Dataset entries
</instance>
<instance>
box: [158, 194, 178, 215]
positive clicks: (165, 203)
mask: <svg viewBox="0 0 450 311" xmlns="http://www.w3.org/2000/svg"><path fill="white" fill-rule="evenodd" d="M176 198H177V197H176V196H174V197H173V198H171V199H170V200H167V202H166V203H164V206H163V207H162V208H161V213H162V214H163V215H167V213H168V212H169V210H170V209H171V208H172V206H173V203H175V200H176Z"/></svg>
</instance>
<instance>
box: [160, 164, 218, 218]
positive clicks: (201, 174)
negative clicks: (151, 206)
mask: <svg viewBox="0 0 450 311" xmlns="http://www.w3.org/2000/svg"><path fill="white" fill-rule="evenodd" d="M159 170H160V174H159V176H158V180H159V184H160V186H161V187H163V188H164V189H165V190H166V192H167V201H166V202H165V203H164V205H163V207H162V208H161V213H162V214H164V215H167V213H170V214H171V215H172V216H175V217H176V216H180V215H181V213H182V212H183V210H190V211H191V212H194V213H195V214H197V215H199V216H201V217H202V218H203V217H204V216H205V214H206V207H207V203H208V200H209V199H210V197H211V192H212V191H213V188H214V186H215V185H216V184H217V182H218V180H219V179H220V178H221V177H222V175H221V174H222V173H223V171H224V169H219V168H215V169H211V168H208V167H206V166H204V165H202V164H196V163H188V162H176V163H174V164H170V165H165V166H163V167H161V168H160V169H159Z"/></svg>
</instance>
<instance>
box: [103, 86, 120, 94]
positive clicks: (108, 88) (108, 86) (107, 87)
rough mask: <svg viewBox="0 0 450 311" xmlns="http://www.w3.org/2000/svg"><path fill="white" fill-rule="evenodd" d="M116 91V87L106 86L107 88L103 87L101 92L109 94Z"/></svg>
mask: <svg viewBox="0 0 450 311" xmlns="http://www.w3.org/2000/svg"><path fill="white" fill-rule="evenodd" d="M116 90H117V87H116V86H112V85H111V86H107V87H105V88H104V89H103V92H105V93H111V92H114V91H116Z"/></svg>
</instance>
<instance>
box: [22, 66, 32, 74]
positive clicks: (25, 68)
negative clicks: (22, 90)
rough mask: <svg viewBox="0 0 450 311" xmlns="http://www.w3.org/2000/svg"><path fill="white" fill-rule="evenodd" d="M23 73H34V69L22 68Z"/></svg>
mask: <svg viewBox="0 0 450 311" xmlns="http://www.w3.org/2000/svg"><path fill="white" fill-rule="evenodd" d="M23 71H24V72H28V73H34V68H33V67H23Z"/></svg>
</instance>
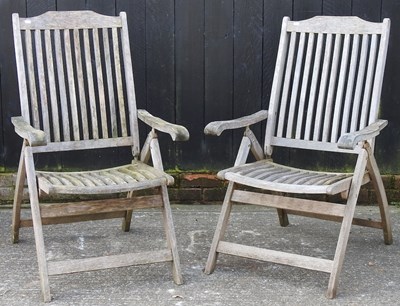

[YOUR GOAL] All entries are to be retyped exactly. Omit any embedded images.

[YOUR SOLUTION]
</instance>
<instance>
box: [158, 194, 178, 215]
positive clicks: (165, 203)
mask: <svg viewBox="0 0 450 311" xmlns="http://www.w3.org/2000/svg"><path fill="white" fill-rule="evenodd" d="M176 198H177V197H176V196H174V197H173V198H171V199H170V200H167V202H166V203H164V206H163V207H162V208H161V213H162V214H163V215H167V213H168V212H169V210H170V209H171V208H172V206H173V203H175V200H176Z"/></svg>
</instance>
<instance>
box: [160, 164, 218, 218]
positive clicks: (201, 174)
negative clicks: (151, 206)
mask: <svg viewBox="0 0 450 311" xmlns="http://www.w3.org/2000/svg"><path fill="white" fill-rule="evenodd" d="M159 170H160V174H159V176H158V180H159V184H160V186H161V187H163V188H164V189H165V190H166V192H167V201H166V202H165V203H164V205H163V207H162V208H161V213H162V214H164V215H167V213H170V214H171V215H172V216H175V217H176V216H180V215H181V213H182V212H183V210H190V211H191V212H194V213H195V214H197V215H199V216H201V217H202V218H203V217H204V216H205V214H206V207H207V203H208V200H209V199H210V197H211V192H212V191H213V188H214V186H215V185H216V184H217V182H218V180H219V179H220V178H221V177H222V175H221V174H222V173H223V171H224V169H219V168H215V169H211V168H208V167H206V166H204V165H202V164H196V163H188V162H176V163H174V164H170V165H165V166H163V167H161V168H160V169H159Z"/></svg>
</instance>
<instance>
box: [103, 86, 120, 94]
positive clicks: (108, 88) (108, 86) (107, 87)
rough mask: <svg viewBox="0 0 450 311" xmlns="http://www.w3.org/2000/svg"><path fill="white" fill-rule="evenodd" d="M116 91V87L106 86L107 88L103 87L101 92L109 94Z"/></svg>
mask: <svg viewBox="0 0 450 311" xmlns="http://www.w3.org/2000/svg"><path fill="white" fill-rule="evenodd" d="M116 90H117V87H116V86H112V85H111V86H107V87H105V88H104V89H103V92H105V93H111V92H114V91H116Z"/></svg>
</instance>
<instance>
box: [22, 66, 32, 74]
positive clicks: (25, 68)
negative clicks: (22, 90)
rough mask: <svg viewBox="0 0 450 311" xmlns="http://www.w3.org/2000/svg"><path fill="white" fill-rule="evenodd" d="M23 73H34V69L22 68Z"/></svg>
mask: <svg viewBox="0 0 450 311" xmlns="http://www.w3.org/2000/svg"><path fill="white" fill-rule="evenodd" d="M23 71H24V72H28V73H34V68H33V67H23Z"/></svg>
</instance>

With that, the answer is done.